[Pointing dataset excerpts]
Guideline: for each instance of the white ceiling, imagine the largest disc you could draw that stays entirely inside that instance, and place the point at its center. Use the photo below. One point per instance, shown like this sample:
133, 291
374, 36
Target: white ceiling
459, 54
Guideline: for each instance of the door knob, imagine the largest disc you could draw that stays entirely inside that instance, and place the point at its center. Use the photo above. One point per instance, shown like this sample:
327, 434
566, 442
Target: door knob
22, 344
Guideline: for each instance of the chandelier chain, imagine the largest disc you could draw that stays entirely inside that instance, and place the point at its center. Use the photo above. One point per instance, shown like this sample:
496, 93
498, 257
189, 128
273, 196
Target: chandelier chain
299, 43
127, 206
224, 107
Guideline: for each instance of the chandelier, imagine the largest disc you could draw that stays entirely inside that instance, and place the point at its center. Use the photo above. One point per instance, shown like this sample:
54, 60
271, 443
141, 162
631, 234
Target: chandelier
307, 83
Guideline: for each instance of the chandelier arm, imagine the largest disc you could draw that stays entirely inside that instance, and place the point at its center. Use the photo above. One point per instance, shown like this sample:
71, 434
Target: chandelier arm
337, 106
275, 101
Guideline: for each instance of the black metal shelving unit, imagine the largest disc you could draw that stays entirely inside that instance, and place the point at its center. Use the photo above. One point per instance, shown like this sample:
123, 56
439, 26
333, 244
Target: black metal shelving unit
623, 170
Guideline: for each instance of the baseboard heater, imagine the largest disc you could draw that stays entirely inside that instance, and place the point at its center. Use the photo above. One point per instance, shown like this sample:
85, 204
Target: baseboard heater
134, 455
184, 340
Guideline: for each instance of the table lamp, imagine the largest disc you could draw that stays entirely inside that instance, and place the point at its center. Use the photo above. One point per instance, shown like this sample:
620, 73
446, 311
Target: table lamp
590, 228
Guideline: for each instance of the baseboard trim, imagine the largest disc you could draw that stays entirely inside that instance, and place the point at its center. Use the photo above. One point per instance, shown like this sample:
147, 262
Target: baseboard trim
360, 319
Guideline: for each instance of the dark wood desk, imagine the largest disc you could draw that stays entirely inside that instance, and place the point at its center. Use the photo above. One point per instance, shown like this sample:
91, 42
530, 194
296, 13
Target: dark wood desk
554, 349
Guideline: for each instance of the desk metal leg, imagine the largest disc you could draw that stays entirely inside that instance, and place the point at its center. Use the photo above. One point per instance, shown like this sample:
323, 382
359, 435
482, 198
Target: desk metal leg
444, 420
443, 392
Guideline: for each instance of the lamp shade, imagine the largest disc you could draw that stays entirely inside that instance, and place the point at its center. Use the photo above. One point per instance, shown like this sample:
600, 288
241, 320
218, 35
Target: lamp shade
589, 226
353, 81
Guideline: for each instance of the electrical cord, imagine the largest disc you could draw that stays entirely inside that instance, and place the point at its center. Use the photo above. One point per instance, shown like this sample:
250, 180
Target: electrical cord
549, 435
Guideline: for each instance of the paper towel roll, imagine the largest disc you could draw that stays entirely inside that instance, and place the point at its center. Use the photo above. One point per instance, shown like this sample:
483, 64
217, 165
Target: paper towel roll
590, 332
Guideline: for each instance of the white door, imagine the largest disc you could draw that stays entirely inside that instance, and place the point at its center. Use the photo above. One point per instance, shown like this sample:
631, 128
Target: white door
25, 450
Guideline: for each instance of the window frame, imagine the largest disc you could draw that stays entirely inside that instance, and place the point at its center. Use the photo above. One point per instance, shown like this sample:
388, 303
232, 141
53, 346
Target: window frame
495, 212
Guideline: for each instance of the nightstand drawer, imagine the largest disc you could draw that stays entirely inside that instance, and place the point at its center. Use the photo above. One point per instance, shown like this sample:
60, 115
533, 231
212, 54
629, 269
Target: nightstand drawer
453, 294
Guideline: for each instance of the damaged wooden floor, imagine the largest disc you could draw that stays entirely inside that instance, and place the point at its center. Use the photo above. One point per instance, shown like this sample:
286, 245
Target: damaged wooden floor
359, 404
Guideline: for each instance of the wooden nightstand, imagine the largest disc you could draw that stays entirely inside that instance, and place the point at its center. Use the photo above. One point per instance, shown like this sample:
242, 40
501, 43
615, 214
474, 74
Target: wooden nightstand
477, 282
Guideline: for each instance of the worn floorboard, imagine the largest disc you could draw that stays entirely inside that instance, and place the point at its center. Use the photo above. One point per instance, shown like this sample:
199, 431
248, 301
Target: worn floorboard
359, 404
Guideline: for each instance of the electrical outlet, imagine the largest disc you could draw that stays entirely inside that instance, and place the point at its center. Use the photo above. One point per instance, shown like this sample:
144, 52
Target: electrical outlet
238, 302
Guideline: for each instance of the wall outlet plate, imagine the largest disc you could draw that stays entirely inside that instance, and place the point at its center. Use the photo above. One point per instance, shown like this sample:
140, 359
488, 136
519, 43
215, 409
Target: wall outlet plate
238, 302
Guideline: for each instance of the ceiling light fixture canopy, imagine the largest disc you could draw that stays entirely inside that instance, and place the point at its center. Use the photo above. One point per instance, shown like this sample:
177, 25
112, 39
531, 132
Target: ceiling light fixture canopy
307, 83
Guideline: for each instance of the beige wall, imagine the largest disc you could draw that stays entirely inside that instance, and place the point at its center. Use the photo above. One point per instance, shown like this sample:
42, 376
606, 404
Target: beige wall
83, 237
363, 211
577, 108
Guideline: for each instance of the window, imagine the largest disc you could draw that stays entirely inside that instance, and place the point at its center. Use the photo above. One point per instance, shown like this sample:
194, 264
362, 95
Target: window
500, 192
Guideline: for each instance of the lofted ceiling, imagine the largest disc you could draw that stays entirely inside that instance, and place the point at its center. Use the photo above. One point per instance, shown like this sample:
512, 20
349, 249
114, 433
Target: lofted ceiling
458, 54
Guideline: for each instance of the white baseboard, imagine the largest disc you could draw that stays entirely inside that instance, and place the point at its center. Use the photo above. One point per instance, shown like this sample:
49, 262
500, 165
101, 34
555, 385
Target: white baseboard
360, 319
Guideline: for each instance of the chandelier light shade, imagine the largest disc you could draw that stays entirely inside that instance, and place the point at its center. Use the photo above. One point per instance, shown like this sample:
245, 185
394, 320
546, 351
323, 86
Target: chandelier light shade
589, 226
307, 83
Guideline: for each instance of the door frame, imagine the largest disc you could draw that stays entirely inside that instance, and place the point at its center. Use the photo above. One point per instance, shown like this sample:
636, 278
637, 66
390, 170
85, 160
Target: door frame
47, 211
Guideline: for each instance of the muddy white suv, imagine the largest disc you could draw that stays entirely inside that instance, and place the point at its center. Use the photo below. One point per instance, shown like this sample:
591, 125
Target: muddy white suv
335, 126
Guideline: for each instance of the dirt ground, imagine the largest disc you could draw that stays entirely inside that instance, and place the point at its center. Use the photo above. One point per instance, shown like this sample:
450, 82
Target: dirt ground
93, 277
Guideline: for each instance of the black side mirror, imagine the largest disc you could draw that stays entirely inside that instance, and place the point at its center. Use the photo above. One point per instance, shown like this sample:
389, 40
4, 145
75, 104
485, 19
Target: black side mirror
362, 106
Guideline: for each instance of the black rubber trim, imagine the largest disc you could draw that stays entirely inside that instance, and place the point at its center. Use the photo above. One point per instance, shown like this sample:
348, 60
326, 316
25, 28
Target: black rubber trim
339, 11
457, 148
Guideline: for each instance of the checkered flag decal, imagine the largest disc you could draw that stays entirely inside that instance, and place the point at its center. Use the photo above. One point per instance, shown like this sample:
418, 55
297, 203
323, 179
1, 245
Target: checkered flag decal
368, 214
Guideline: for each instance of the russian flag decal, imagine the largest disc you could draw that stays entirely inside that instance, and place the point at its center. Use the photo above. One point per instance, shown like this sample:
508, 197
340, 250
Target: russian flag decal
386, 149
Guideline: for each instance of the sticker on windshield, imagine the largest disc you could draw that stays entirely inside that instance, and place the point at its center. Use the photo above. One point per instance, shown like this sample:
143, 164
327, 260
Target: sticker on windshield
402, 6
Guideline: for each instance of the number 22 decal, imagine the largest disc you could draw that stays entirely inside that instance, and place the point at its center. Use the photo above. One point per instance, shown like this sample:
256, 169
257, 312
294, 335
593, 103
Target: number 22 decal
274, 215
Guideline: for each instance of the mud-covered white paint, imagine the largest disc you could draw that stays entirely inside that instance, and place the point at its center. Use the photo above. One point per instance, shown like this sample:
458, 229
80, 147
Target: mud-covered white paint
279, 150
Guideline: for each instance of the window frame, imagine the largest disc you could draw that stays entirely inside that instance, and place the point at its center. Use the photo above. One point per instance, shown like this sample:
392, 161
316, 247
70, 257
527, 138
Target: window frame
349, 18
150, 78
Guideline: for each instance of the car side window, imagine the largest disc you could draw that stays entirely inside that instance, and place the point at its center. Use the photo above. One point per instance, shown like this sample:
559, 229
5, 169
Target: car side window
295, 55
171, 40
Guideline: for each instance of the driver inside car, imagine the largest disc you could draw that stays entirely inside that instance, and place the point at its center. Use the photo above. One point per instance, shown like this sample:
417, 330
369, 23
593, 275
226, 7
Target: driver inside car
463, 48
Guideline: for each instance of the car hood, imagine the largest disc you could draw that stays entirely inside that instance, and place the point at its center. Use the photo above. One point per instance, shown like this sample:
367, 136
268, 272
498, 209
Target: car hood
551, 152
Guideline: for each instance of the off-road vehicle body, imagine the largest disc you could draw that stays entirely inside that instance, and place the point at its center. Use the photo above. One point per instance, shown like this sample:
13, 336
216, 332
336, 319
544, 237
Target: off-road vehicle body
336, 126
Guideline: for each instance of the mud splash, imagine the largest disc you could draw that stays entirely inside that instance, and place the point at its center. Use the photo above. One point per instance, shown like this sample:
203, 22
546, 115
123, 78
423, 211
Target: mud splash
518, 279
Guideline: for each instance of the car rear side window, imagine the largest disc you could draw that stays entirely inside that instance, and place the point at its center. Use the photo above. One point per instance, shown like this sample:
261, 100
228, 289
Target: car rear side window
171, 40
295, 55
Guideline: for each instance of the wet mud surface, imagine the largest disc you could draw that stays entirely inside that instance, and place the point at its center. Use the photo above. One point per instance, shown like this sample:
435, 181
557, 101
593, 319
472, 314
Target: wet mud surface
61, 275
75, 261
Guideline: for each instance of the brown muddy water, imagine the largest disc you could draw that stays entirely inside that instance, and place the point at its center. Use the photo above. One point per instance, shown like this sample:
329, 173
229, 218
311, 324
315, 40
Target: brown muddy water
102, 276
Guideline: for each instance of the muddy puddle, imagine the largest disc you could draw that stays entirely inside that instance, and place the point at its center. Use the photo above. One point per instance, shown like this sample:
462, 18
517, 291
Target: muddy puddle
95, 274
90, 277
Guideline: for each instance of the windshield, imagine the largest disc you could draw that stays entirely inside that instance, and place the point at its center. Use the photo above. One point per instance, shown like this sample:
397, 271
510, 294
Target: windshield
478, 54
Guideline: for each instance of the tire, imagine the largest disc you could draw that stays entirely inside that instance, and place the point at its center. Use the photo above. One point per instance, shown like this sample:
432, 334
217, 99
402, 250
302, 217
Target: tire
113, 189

==

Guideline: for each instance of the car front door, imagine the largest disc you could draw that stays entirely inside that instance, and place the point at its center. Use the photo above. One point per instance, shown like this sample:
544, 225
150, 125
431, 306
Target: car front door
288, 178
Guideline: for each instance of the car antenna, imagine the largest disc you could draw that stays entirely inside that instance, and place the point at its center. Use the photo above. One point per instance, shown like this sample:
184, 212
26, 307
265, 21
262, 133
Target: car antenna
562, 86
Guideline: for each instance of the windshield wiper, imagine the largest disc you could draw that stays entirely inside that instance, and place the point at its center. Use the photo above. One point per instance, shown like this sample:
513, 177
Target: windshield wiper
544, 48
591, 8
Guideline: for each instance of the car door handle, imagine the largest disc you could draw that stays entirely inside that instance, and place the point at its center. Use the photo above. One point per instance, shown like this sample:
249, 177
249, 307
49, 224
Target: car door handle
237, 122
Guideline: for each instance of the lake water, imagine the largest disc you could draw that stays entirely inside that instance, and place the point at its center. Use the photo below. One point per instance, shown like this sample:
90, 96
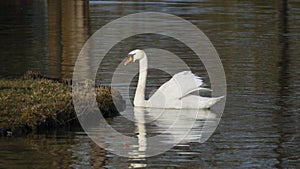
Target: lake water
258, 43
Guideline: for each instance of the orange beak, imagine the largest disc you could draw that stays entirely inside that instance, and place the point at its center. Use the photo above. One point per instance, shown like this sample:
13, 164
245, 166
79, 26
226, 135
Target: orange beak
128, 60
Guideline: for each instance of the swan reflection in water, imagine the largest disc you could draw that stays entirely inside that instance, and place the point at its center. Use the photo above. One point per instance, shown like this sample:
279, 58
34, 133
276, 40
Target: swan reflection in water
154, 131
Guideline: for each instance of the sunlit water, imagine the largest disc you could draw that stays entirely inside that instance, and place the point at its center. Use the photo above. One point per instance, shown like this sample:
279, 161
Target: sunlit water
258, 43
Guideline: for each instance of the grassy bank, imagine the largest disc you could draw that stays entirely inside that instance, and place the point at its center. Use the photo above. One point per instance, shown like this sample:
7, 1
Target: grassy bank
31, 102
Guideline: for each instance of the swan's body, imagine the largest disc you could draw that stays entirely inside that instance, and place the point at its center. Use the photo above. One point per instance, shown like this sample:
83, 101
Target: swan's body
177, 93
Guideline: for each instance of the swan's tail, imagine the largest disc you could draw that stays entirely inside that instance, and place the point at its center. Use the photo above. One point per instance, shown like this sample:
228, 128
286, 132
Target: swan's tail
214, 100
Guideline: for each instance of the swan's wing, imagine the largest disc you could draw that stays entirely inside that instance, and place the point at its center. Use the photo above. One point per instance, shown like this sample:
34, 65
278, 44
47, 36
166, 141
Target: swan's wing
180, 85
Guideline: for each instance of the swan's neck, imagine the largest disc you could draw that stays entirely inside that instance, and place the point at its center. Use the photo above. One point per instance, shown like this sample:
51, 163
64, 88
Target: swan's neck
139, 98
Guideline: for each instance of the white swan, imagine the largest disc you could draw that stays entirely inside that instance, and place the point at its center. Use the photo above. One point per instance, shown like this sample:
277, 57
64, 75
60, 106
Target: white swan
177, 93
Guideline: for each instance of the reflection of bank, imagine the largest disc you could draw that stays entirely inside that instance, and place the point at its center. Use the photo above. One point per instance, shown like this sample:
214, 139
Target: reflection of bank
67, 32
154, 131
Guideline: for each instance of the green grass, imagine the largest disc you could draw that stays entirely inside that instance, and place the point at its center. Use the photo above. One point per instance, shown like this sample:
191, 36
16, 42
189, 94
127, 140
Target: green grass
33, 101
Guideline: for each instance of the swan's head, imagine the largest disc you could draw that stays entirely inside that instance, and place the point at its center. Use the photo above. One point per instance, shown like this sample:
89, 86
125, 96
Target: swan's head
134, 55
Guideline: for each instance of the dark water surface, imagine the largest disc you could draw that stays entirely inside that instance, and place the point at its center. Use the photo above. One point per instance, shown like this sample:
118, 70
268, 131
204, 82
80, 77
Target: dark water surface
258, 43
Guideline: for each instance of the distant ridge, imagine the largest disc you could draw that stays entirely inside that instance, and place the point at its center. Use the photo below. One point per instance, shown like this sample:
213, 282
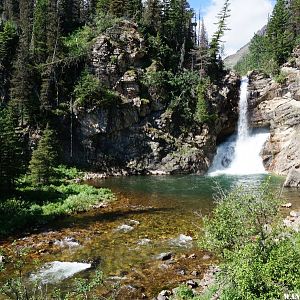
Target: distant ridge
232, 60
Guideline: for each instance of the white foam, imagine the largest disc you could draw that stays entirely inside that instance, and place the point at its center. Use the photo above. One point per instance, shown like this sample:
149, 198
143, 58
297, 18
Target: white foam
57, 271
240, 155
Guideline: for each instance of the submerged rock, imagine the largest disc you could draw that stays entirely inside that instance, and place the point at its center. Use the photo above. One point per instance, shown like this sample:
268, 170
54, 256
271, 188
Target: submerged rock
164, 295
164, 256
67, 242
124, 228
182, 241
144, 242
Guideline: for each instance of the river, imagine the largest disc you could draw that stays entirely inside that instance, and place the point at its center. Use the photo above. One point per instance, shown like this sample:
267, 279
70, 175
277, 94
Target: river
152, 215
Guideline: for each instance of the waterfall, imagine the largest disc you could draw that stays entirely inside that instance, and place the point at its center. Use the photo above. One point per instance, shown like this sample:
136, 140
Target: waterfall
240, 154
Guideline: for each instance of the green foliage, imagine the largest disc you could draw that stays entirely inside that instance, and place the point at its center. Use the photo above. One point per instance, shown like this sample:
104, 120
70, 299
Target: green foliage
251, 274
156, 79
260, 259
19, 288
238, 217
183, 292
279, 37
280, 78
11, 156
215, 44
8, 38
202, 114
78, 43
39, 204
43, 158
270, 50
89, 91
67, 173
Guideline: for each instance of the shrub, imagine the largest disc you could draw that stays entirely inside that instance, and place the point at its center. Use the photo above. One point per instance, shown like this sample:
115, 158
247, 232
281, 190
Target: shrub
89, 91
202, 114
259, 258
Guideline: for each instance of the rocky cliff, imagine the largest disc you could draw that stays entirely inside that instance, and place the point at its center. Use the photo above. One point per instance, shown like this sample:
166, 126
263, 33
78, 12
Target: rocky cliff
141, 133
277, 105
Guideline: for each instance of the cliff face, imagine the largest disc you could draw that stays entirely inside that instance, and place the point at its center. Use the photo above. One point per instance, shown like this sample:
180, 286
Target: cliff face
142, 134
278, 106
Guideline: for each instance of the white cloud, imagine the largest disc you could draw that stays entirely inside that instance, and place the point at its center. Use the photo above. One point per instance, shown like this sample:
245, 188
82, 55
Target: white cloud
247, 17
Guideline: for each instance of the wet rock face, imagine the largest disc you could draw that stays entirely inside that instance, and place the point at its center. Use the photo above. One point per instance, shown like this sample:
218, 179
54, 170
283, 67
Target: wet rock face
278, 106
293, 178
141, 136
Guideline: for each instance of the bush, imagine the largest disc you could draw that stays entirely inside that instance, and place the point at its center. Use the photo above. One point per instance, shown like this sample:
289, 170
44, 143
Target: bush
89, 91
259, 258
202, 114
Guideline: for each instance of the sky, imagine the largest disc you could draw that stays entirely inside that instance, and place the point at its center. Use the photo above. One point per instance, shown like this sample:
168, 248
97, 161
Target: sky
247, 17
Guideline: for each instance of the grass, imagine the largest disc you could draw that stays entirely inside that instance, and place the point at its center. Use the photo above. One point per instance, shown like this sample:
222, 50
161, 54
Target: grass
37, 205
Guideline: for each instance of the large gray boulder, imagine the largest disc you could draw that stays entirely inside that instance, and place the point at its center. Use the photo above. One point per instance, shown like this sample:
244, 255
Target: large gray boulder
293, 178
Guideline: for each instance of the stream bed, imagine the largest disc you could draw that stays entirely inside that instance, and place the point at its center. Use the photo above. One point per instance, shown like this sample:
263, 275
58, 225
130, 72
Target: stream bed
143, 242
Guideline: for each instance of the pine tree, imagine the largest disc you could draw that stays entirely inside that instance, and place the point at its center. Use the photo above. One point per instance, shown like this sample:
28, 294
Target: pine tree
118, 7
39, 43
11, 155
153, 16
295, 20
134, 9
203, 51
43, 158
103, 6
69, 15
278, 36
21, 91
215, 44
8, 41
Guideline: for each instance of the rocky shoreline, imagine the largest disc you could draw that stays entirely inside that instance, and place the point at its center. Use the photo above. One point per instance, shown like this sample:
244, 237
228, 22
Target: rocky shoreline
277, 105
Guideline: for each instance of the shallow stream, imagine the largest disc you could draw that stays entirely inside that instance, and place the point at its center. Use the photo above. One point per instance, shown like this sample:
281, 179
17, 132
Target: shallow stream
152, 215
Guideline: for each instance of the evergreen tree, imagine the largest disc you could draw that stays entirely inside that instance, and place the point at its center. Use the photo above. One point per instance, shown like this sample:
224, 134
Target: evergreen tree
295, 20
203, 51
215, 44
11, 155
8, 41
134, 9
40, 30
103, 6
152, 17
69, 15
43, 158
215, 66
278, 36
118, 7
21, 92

### Stated problem
Gather every line in the items above that contains the word "plate", and copy each of those lines in full.

### Complete output
Guideline: for each instance of the wall outlet plate, imagine the largest disc you could draw that stays entirely inside that instance, and place the point at its center. Use the photo above. One point per instance, shown like this sample:
Target: wall outlet plate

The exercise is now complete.